*Objectives:*
A. In the passage about the Li brothers' return to China, what date is on Li Dongzhe's list of ten requests?
B. Write out word for word the part of the passage about the Li brothers' return to China from "The document concludes" to "according to plan.".

*Document passage:*
.....
In 2008, in an attempt to secure the brothers’ repatriation, the Chinese government had already promised Canada that neither would be executed; it remains the only official undertaking in writing by the Chinese authorities regarding the case.
But the brothers’ private deal, according to Cannon, was that Li Dongzhe would face a 15-year maximum term, and that Li Donghu would not be jailed at all. No written record of this part of the supposed deal has ever been made public.
It was to be a two-stage process, said Cannon, with Li Donghu going back first, while Li Dongzhe waited to see how his brother was treated.
So happy was Li Dongzhe with the negotiations that he and fellow fugitive Gao posed for photos with the policeman You and then consul-general Liang Shugen on September 4, 2011, when the deal was discussed in the consulate on Vancouver’s Granville Street.
Other conditions are outlined by Li Dongzhe in an unsigned two-page list in Chinese titled “my ten requests for my voluntary return to China”, dated December 22, 2011, just a week before his flight to China. Cannon said it was his “understanding this was an agreement made between the Chinese officials and Dongzhe … and the original signed version was kept by the Chinese officials.”
In addition to conditions about fair treatment and representation, it states “I shall not be handcuffed and no mandatory measures shall be taken against me. I shall be treated like a regular passenger”; and “after I return to Harbin, I will stay in a relatively safe place (eg a hotel room or a resort located in an urban area, etc) where investigation takes place”. Li also asks that he be allowed to spend the week of the Lunar New Year with his senile mother, and that his return to China be kept secret.
The document concludes by stating that Li is “returning to China voluntarily”.
Li Donghu had gone back to China in July 2011. When Li Dongzhe followed six months later, he was quietly arrested, according to plan.
All was going well until Gao returned to China in August 2012. It was then that “the Chinese government threw the Lis’ agreement out the window” and arrested Li Donghu, said Cannon.
“They [Chinese authorities] said, ‘we don’t care what you think we promised you. You’re both going to jail, and Dongzhe, you’re going to jail for life’.”
.....
*Available data:*
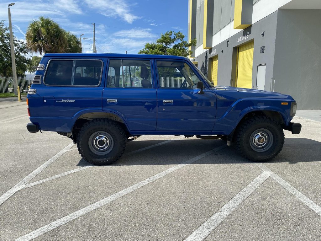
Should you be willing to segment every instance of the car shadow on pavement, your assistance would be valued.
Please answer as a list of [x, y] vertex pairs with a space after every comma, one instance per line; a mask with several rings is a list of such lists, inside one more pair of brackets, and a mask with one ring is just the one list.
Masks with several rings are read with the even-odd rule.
.....
*Per-task answers:*
A. December 22, 2011

B.
The document concludes by stating that Li is “returning to China voluntarily”.
Li Donghu had gone back to China in July 2011. When Li Dongzhe followed six months later, he was quietly arrested, according to plan.